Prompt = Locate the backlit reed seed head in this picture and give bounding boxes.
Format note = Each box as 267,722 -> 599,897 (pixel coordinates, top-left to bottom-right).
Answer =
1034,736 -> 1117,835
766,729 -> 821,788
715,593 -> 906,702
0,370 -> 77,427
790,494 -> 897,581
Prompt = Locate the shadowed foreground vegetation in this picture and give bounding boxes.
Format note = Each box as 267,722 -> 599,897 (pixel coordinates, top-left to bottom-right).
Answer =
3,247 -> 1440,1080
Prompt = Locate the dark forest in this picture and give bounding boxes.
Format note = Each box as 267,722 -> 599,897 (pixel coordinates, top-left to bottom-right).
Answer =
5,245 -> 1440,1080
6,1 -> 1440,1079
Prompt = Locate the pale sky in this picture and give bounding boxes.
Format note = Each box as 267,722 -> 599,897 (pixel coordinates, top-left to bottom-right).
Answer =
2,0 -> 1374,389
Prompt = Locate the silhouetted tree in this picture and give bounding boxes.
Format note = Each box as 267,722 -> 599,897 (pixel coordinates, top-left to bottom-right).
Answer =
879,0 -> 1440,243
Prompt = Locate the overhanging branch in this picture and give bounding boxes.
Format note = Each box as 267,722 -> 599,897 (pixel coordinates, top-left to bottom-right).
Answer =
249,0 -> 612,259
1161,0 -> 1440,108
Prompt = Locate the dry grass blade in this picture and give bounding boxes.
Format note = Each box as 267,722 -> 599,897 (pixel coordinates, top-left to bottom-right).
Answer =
++++++++
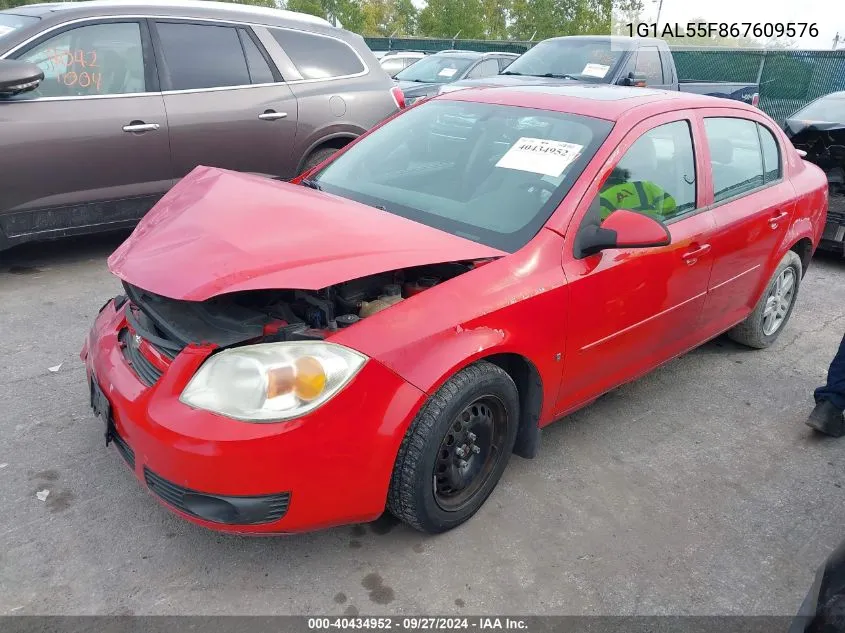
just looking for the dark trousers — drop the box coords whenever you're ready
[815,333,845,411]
++++++++
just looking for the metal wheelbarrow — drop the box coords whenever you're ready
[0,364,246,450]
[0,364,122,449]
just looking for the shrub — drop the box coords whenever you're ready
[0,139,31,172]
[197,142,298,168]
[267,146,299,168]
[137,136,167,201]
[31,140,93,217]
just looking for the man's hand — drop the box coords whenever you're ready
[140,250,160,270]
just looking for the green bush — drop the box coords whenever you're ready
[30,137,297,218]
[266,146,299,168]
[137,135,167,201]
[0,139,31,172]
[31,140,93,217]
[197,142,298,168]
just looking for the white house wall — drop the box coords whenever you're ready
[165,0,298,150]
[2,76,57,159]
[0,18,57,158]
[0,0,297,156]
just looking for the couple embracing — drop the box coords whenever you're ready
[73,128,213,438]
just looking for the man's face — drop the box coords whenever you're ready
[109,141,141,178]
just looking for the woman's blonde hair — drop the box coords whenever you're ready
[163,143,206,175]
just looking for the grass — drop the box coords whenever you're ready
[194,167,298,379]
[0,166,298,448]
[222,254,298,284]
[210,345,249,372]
++++++++
Look through the entries above and copy each line that has "give" in it.

Result of this task =>
Prompt = Locate the backlit reed seed head in this picture and give bounding boxes.
Prompt = Locate the shadowed foreground vegetation in this picture and give bounding boxes.
Prompt = Locate the dark forest in this picture and give bounding boxes.
Prompt = Locate the pale sky in this picture and give bounding boxes.
Prompt = Locate the silhouetted tree in this picture and give bounding boxes.
Prompt = Locate the overhanging branch in this picture and give bounding boxes.
Prompt = Locate the dry grass blade in this picture and give bounding boxes.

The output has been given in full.